Still, there was plenty of odd borderline-plagiarism and meandering anecdotes which made me lose focus. The philosophical quality of the book only came together in the summary! (In fact, the summary itself could make a very decent book by itself with a few additions.)
All these stylistic quibbles dock one star, so three it is.
This is a book about the great ideas of quantum physics and some of the most prominent people behind the science. When the young and brilliant physics student Richard Feynman was assigned deep thinker John Wheeler as his thesis adviser, that was the start of one of the most productive partnerships in modern physics. Wild ideas were grounded in brilliant math and physics, leading to the breakthroughs in quantum electrodynamics that gave Feynman his Nobel prize and celebrity status.
But science is more than big brains. Feynman, the joker, actor, player of drums and brilliant physicist also experienced great tragedy in his life, overcame adversity and continued to thrill his students and millions of fans until the end. Wheeler was more famous and revered among scientists than the general public, but this book brings out both his brilliance and his deep humanity. Wheeler's many students continue to form modern physics to this day.

▶ [Data for review]
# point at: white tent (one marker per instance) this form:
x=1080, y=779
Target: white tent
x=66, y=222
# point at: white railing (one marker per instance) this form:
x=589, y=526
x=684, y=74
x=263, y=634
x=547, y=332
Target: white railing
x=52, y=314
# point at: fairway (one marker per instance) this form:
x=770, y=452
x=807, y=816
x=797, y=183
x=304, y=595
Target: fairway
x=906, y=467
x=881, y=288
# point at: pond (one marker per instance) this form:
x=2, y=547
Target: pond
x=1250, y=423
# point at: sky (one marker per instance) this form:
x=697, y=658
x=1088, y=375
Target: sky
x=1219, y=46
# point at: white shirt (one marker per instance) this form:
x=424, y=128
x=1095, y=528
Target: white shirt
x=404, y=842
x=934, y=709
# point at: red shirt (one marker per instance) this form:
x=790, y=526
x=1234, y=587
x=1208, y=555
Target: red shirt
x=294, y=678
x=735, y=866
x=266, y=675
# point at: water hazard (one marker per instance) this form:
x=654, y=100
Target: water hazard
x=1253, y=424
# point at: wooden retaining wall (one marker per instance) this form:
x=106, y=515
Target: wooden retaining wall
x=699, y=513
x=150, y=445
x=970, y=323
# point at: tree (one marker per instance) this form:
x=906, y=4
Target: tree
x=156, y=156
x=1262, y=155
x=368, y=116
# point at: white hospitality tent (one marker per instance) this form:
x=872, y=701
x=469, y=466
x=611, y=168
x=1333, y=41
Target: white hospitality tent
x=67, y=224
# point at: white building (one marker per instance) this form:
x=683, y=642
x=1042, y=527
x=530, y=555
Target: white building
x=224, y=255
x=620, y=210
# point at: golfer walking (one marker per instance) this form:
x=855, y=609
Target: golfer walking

▶ [Exercise instructions]
A) In the book review, list every description applied to Feynman in the sentence that begins "Feynman, the joker".
B) Copy the book review word for word, starting at "This is a book" and ending at "and celebrity status.".
C) Answer these questions from the book review, one answer per line:
(i) How many stars does the review give the book?
(ii) Who was assigned as Richard Feynman's thesis adviser?
(iii) In what field did the breakthroughs that gave Feynman his Nobel prize come?

▶ [Exercise answers]
A)
joker
actor
player of drums
brilliant physicist

B)
This is a book about the great ideas of quantum physics and some of the most prominent people behind the science. When the young and brilliant physics student Richard Feynman was assigned deep thinker John Wheeler as his thesis adviser, that was the start of one of the most productive partnerships in modern physics. Wild ideas were grounded in brilliant math and physics, leading to the breakthroughs in quantum electrodynamics that gave Feynman his Nobel prize and celebrity status.

C)
(i) Three
(ii) John Wheeler
(iii) Quantum electrodynamics